Arbeitsauftrag A:
Beantworten Sie zum Auszug über die Wiesen der Gemarkung folgende Fragen:
(i) Wofür wurden die Wiesen genutzt, die nicht als Viehweide dienten?
(ii) Womit wurde der Acker gedüngt?
(iii) Bis wann konnte man die Blüten des Fieberklees noch in der Nähe der Ohre finden?
Arbeitsauftrag B: Nennen Sie alle Farben, mit denen der Auszug über die Wiesen das Aussehen der Wiesen beschreibt.
Arbeitsauftrag C: Schreiben Sie aus dem Auszug über die Wiesen alles ab, was von „Daher waren die“ bis hinunter zu „der Ohre finden.“ steht.

Ausgewählter Auszug:

>>>

Der Wiesenanteil in der Gemarkung war sehr groß, da man das Gras als Viehweide im Sommer benötigte, die restlichen Wiesen aber für Heu und Grummet (Grummet ist der zweite Grasschnitt) als Wintervorrat. Mineralischer Dünger wurde kaum eingesetzt. Der Mist aus der Viehhaltung diente dem Düngen des Ackers.
Daher waren die Wiesen mager und zeigten eine große Artenvielfalt an Blühpflanzen und Gräsern. Im Frühjahr waren die Wiesen übersät mit einem weißen Schleier von Wiesenschaumkraut. An nassen Stellen prahlten Sumpfdotterblumen mit ihrem satten Gelb. Dunkelgrün waren torfige Flächen durch die dort wachsenden Binsen. Im Mai überzog ein tiefes Rot die Stellen, wo noch einheimische Orchideen, wie das gefleckte Knabenkaut, wuchsen. Auch die wunderschönen Blüten des Fieberklees konnte man bis in die sechziger Jahre noch in der Nähe der Ohre finden.

<<<

Gespeicherte Daten:
>>>

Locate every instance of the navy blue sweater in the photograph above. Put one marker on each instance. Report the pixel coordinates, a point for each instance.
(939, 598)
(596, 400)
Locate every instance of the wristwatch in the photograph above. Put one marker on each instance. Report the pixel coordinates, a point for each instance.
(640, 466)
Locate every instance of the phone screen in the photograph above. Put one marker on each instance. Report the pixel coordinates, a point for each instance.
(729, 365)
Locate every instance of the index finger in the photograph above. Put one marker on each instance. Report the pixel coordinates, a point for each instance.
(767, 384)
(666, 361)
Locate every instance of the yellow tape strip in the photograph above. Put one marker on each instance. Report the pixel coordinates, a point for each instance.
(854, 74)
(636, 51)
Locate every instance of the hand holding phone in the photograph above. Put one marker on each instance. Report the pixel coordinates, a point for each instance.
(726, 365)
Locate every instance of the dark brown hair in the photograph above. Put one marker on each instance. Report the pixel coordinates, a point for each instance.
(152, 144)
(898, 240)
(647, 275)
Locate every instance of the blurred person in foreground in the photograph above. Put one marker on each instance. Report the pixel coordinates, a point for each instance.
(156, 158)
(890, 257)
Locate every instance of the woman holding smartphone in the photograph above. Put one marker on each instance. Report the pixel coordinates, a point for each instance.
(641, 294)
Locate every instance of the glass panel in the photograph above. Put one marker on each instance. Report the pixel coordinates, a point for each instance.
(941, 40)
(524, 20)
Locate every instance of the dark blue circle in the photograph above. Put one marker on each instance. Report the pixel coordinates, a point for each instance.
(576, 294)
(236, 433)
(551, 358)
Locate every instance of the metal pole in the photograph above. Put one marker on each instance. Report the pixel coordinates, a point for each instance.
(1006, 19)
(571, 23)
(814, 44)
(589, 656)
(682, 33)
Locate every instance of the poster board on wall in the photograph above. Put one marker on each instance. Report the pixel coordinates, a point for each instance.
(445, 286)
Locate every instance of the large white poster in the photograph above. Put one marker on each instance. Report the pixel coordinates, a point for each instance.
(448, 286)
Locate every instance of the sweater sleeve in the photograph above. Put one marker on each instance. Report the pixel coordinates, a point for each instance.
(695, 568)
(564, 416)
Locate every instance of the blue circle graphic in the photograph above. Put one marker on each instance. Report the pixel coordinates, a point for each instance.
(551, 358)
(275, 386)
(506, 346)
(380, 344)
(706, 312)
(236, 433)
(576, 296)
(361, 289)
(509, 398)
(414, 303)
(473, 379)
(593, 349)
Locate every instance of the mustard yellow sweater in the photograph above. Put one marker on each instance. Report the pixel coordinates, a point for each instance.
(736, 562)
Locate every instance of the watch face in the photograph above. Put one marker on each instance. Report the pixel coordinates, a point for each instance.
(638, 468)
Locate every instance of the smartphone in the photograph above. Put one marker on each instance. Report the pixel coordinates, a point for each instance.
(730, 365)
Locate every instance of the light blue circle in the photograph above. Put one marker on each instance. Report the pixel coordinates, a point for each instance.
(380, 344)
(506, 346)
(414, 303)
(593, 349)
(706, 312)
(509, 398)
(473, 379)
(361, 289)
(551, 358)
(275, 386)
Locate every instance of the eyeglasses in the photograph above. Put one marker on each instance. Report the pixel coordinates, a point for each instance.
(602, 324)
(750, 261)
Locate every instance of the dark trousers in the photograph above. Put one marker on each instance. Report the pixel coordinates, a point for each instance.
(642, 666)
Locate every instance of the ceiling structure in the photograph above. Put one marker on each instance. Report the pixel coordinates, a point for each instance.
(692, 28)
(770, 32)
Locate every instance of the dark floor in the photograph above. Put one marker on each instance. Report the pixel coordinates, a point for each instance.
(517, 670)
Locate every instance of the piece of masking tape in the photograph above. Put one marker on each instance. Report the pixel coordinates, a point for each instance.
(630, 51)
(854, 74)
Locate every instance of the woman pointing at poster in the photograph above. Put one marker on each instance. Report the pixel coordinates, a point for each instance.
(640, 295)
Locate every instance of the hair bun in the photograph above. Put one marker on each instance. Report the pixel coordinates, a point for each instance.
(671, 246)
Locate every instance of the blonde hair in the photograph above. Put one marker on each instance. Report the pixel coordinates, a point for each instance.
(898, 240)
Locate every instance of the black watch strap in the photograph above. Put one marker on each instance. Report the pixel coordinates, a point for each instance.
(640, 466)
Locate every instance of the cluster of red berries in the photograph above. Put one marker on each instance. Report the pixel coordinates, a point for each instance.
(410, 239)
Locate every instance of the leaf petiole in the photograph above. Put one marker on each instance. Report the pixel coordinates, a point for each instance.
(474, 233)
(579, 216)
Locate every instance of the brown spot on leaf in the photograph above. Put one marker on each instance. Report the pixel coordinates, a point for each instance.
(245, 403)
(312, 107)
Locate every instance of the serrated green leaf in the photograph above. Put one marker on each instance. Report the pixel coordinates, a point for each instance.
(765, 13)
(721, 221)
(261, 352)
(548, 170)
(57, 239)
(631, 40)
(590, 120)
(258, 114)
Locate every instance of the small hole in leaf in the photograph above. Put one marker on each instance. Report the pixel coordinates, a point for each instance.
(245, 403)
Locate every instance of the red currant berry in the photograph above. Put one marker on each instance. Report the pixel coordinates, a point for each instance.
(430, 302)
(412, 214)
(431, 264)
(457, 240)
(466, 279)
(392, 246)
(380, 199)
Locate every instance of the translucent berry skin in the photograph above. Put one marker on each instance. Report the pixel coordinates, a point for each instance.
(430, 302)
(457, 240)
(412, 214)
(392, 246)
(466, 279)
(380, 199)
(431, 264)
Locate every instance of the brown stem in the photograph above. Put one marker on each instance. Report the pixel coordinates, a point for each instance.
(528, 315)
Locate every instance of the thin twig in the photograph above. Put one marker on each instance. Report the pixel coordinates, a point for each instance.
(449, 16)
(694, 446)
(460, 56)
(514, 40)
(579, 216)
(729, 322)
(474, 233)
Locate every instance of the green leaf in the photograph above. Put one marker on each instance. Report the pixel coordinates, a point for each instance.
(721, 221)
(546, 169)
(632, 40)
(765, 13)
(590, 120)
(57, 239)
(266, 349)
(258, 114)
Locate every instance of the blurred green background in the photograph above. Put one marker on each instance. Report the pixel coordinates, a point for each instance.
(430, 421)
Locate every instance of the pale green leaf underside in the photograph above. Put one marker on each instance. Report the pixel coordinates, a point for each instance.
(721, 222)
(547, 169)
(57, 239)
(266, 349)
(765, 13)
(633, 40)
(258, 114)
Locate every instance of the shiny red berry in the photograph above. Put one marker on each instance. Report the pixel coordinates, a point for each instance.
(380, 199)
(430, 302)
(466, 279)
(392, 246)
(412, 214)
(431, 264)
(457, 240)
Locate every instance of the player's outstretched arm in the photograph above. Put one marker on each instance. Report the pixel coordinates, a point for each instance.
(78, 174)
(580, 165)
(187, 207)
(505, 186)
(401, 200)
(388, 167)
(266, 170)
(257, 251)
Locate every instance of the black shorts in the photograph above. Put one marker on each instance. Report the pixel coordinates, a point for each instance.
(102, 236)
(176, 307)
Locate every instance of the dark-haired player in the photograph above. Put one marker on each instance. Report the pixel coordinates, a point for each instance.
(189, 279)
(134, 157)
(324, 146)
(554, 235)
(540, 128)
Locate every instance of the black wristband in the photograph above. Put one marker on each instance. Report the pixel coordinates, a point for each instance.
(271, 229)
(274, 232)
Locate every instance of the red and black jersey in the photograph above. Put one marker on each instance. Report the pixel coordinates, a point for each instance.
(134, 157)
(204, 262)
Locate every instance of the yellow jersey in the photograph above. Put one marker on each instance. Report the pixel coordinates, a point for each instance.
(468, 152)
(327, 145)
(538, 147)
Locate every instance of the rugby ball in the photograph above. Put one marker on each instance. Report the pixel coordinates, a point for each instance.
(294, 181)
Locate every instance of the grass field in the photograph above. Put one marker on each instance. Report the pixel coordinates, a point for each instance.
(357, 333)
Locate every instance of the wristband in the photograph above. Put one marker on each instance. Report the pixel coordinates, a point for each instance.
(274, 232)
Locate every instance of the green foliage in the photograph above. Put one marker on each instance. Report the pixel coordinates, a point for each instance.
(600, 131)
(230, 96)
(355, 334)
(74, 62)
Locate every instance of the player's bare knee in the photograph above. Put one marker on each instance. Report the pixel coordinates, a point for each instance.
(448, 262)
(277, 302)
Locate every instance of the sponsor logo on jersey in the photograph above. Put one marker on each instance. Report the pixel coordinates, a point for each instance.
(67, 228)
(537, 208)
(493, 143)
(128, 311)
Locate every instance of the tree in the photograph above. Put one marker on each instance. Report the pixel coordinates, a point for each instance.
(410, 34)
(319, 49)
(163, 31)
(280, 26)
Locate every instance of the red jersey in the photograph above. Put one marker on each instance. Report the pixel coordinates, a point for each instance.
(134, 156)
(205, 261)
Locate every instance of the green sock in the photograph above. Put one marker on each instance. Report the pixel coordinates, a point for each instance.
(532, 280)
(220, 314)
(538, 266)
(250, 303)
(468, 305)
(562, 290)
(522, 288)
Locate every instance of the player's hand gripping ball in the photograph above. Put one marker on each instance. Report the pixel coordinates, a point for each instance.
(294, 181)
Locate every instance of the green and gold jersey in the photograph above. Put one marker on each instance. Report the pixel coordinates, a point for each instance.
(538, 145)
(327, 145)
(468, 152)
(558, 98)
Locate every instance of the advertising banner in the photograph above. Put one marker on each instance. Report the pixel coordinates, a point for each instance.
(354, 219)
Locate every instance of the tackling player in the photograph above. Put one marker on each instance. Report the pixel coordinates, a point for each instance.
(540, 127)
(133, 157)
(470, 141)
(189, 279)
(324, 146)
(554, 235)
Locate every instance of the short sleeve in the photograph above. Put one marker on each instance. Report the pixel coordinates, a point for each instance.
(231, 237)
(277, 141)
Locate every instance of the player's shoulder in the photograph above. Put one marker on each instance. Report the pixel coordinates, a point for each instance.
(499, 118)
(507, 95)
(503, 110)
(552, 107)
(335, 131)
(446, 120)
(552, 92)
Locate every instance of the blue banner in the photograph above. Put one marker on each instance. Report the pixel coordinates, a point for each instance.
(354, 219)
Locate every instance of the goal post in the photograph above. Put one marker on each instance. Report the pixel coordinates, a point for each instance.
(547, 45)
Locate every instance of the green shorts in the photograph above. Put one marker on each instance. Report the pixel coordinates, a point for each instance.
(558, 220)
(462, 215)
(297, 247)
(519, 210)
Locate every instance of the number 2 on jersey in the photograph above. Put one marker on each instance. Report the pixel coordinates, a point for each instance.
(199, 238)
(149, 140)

<<<

Ergebnis A:
(i) Für Heu und Grummet als Wintervorrat.
(ii) Mit dem Mist aus der Viehhaltung.
(iii) Bis in die sechziger Jahre.

Ergebnis B:
- Weiß (Schleier von Wiesenschaumkraut)
- Sattes Gelb (Sumpfdotterblumen)
- Dunkelgrün (torfige Flächen mit Binsen)
- Tiefes Rot (Orchideen wie das gefleckte Knabenkaut)

Ergebnis C:
Daher waren die Wiesen mager und zeigten eine große Artenvielfalt an Blühpflanzen und Gräsern. Im Frühjahr waren die Wiesen übersät mit einem weißen Schleier von Wiesenschaumkraut. An nassen Stellen prahlten Sumpfdotterblumen mit ihrem satten Gelb. Dunkelgrün waren torfige Flächen durch die dort wachsenden Binsen. Im Mai überzog ein tiefes Rot die Stellen, wo noch einheimische Orchideen, wie das gefleckte Knabenkaut, wuchsen. Auch die wunderschönen Blüten des Fieberklees konnte man bis in die sechziger Jahre noch in der Nähe der Ohre finden.